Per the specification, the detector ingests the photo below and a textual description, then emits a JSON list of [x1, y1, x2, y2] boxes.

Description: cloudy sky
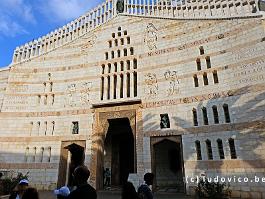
[[0, 0, 102, 67]]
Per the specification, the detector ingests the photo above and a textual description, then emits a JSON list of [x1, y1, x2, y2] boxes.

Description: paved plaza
[[38, 191, 192, 199]]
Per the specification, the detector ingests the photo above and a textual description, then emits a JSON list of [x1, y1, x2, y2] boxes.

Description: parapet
[[11, 0, 262, 65]]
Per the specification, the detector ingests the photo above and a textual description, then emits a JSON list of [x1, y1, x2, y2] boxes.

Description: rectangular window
[[160, 114, 170, 129], [72, 122, 79, 134]]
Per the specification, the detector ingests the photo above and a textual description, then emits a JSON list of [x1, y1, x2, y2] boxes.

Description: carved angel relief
[[80, 82, 92, 105], [144, 23, 158, 51], [65, 82, 92, 107], [144, 73, 158, 99], [81, 34, 97, 55], [164, 70, 180, 96], [66, 84, 77, 107]]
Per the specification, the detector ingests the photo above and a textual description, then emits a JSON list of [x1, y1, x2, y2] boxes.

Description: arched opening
[[65, 143, 85, 187], [103, 118, 135, 187], [153, 139, 184, 192], [57, 142, 86, 188]]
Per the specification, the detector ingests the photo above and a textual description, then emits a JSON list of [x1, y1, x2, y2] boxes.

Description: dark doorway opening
[[57, 141, 85, 188], [153, 139, 184, 192], [104, 118, 135, 187], [66, 144, 85, 187]]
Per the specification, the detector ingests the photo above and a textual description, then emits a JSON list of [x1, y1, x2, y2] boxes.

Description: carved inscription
[[141, 21, 260, 58], [143, 91, 233, 108], [8, 85, 28, 93], [144, 23, 158, 51], [234, 59, 265, 84], [164, 70, 180, 96], [5, 96, 28, 105], [9, 74, 31, 81], [144, 73, 158, 99], [234, 47, 262, 61]]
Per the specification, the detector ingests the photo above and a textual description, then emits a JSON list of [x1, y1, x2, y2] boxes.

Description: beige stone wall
[[0, 14, 264, 197]]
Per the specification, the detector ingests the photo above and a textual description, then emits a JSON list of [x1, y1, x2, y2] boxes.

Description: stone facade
[[0, 0, 265, 198]]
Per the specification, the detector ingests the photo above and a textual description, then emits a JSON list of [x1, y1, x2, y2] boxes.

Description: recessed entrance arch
[[151, 136, 184, 192], [57, 141, 86, 188], [90, 109, 137, 190], [104, 118, 135, 186]]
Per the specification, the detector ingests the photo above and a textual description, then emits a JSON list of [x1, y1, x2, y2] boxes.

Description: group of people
[[122, 173, 154, 199], [9, 165, 96, 199], [8, 165, 154, 199]]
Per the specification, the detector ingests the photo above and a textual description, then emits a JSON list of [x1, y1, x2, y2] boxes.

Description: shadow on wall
[[172, 87, 265, 191]]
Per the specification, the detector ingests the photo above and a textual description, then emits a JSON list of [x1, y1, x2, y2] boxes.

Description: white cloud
[[38, 0, 102, 23], [1, 0, 36, 23], [0, 17, 29, 37], [0, 0, 35, 37]]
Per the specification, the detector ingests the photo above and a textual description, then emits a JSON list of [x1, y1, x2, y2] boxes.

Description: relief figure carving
[[164, 70, 180, 96], [80, 82, 92, 105], [66, 84, 77, 107], [144, 23, 158, 51], [144, 73, 158, 99]]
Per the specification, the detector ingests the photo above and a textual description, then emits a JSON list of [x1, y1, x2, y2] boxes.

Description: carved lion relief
[[144, 23, 158, 51], [144, 73, 158, 99], [164, 70, 180, 96]]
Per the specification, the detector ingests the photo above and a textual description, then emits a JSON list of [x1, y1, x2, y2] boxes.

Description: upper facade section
[[12, 0, 262, 65]]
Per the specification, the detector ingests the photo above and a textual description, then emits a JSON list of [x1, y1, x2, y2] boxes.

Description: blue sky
[[0, 0, 102, 68]]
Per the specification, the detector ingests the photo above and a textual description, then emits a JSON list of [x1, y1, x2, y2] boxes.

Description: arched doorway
[[103, 118, 135, 187], [65, 143, 85, 186], [57, 141, 86, 188], [152, 137, 184, 192]]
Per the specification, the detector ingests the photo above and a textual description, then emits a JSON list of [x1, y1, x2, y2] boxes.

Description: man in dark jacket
[[138, 173, 154, 199], [67, 165, 97, 199]]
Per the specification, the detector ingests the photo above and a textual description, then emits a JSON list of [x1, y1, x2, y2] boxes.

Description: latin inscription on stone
[[5, 96, 28, 105], [233, 59, 265, 84], [8, 85, 29, 93]]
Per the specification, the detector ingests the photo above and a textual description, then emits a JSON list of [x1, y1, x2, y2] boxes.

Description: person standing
[[122, 182, 139, 199], [21, 188, 39, 199], [138, 173, 154, 199], [67, 165, 97, 199], [104, 168, 111, 187], [9, 179, 29, 199]]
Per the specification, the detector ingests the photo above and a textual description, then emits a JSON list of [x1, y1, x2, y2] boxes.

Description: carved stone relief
[[144, 73, 158, 99], [144, 23, 158, 51], [65, 82, 92, 107], [164, 70, 180, 96], [8, 85, 29, 93], [80, 82, 92, 105], [81, 34, 97, 55], [66, 84, 77, 107]]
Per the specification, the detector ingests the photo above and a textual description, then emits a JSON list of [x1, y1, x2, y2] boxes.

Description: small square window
[[160, 114, 170, 129], [72, 122, 79, 134]]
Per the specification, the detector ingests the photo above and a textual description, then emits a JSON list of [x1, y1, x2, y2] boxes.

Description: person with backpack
[[138, 173, 154, 199]]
- - -
TASK REQUIREMENTS :: The whole listing should be reproduced exactly. Images don't go in.

THE ANSWER ::
Per the specification, the detector ingests the photo below and a textual description, then emits a JSON list of [x1, y1, x2, y2] boxes.

Description: cloudy sky
[[0, 0, 102, 67]]
Per the specification, the detector ingests the photo above and a textual description, then emits a JSON list of [x1, y1, x2, y2] boxes.

Description: paved plaza
[[38, 191, 192, 199]]
Per the specification, the detector ingests the photo above and a textual description, then emits a JSON list of [x1, y1, x2, y2] boxes.

Description: parapet
[[11, 0, 262, 65]]
Per the specification, the detector ingests the photo above and a textual description, then emits a JSON list of [x1, y1, x2, y2] boxes.

Description: rectangular window
[[160, 114, 170, 129], [72, 122, 79, 134]]
Per the specification, the detector ingests the photo above and a textual description, then emits a JSON list of [x1, y1, x2, y2] boxes.

Description: carved angel relief
[[80, 82, 92, 105], [144, 23, 158, 51], [65, 82, 92, 107], [144, 73, 158, 99], [81, 34, 97, 55], [164, 70, 180, 96], [66, 84, 77, 107]]
Per the specification, the detector ingests the photo above and a textual description, then emits a JSON list of [x1, y1, x2, y2] boxes.

Description: arched opening
[[65, 143, 85, 187], [103, 118, 135, 187], [153, 139, 184, 192], [57, 142, 86, 188]]
Per the specification, the detector ingests the photo above and a textual description, then emits a JSON list of [x1, y1, x2, y2] boxes.

Description: dark doorway opening
[[57, 141, 85, 188], [153, 139, 184, 192], [104, 118, 135, 187], [66, 144, 85, 187]]
Per the specification, the detector ingests the photo above and a textual description, then emits a JSON list of [x1, y1, x2, y2] boxes.

Description: carved inscription
[[141, 21, 260, 58], [143, 91, 233, 108], [8, 85, 28, 93], [144, 23, 158, 51], [234, 59, 265, 84], [164, 70, 180, 96], [5, 96, 28, 105], [9, 74, 31, 81], [144, 73, 158, 99], [234, 47, 262, 61]]
Per the specification, the detector ingests the photo above and a textual description, then emits a JSON list of [x1, y1, x2, y2] boxes.

Description: beige stone wall
[[0, 14, 264, 197]]
Per the specification, the detector ingests the photo above and a textual description, then emits a JSON list of [x1, y1, x2, y2] boxes.

Description: stone facade
[[0, 0, 265, 198]]
Per the specification, the detector ingests the photo above and a textual description, then emits a JSON list of [x1, y1, x2, y2] boxes.

Description: recessed entrance arch
[[151, 136, 184, 192], [57, 141, 86, 188], [90, 109, 137, 190], [104, 118, 135, 186]]
Per the specification, the detector ingests the photo above and a textual description, then emits a JSON list of [x1, y1, x2, y2] boxes.

Description: group of people
[[122, 173, 154, 199], [9, 165, 96, 199], [8, 165, 154, 199]]
Per the specification, the detector ingests the photo above and a textual description, then emits a JSON list of [x1, y1, x2, y2] boxes.

Description: shadow on wall
[[172, 87, 265, 191]]
Per the specification, the detector ingests the photo above and a textual description, then emits a JSON list of [x1, y1, x2, y2] boxes.

Description: white cloud
[[38, 0, 102, 23], [1, 0, 36, 23], [0, 17, 29, 37], [0, 0, 35, 37]]
Per the specification, the detector ingests the photo above and a textual description, then emits a JSON list of [x1, y1, x2, y2] boxes.

Description: relief figure carving
[[164, 70, 180, 96], [80, 82, 92, 105], [66, 84, 77, 107], [144, 23, 158, 51], [144, 73, 158, 99]]
Per the specification, the detector ingests the photo above and a textual description, then emits a JSON list of [x1, y1, x2, y2] boxes.

Description: carved lion relief
[[144, 23, 158, 51], [144, 73, 158, 99], [164, 70, 180, 96]]
Per the specification, the detector ingests the photo above and a textual description, then emits a JSON list of [x1, y1, x2, y2] boxes.

Description: upper facade section
[[12, 0, 262, 65]]
Per the specification, the detector ingests the photo above and a textual description, then emits a JSON list of [x1, y1, x2, y2] boxes.

Description: blue sky
[[0, 0, 102, 68]]
Per the specification, the detector ingests the photo above and a textual description, then emits a JSON list of [x1, y1, x2, y2] boxes.

Description: arched doorway
[[103, 118, 135, 187], [65, 143, 85, 186], [57, 141, 86, 188], [152, 137, 184, 192]]
Per the specification, the detector ingests the photo above and a textual description, then emits a JSON list of [x1, y1, x2, y2] boxes.

Description: man in dark jacket
[[138, 173, 154, 199], [67, 165, 97, 199]]
Per the specification, the detector ingests the photo above and a textual description, then emits a JSON list of [x1, y1, x2, y2] boxes.

Description: latin inscription on stone
[[5, 96, 28, 105], [233, 59, 265, 84], [8, 85, 29, 93]]
Per the specification, the detector ingests the photo above and a textual description, then emits a JSON list of [x1, y1, x2, y2] boxes.

Description: person standing
[[122, 182, 139, 199], [21, 188, 39, 199], [138, 173, 154, 199], [67, 165, 97, 199], [104, 168, 111, 187], [9, 179, 29, 199]]
Per the specification, the detector ingests the photo above and a textual description, then emits a JSON list of [x1, y1, x2, y2] boxes.

Description: carved stone relief
[[144, 73, 158, 99], [144, 23, 158, 51], [65, 82, 92, 107], [164, 70, 180, 96], [8, 85, 29, 93], [80, 82, 92, 105], [81, 34, 97, 55], [66, 84, 77, 107]]
Per the specification, the detector ingests the photo above and a textual description, then emits a JSON list of [x1, y1, x2, y2] boxes.

Description: small square window
[[160, 114, 170, 129], [72, 122, 79, 134]]
Per the specification, the detector ingests the photo above and a textual description, then emits a JSON list of [x1, y1, x2, y2] boxes.

Description: person with backpack
[[138, 173, 154, 199]]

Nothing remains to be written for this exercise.